▸ **Task to complete**:
Copy every line of the data below word for word, leaving out the pictures.

(Entries from a point annotation set)
# # # # #

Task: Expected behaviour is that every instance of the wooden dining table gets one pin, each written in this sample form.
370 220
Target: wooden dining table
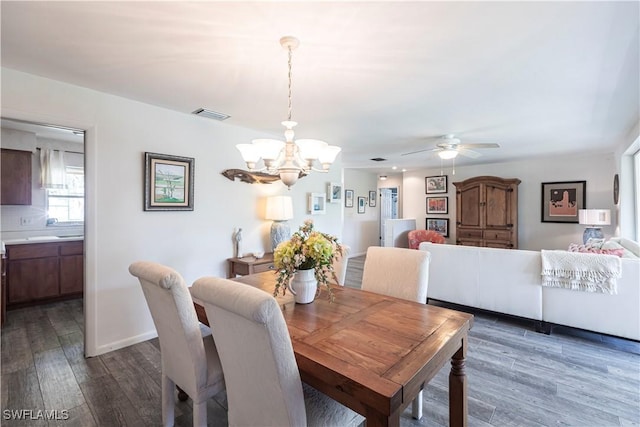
373 353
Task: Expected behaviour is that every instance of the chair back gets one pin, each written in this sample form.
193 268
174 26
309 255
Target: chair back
418 236
262 378
340 265
175 319
397 272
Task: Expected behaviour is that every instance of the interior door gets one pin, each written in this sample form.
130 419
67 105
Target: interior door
388 208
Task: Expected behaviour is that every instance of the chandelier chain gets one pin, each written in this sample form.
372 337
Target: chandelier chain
289 76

# # # # #

▸ **Exercise solution**:
Task: Expected behaviour is that every instance of the wooden dining table gets one pin, each written in this sample form.
370 220
Target: wooden dining table
373 353
Task: Expected behaviour is that every instance of the chair back gets one pin, each written in this sample form.
193 268
174 26
309 255
Target: chair back
418 236
262 378
340 265
175 319
397 272
Task: Expected behaviour is that every instance of the interior door gets one pin, each written in this sample form.
130 419
67 105
Target: interior door
388 208
Task: Expected behaviour is that every instance of the chandelier chain gets one pin, each written in this sample form.
372 337
Target: chandelier chain
289 76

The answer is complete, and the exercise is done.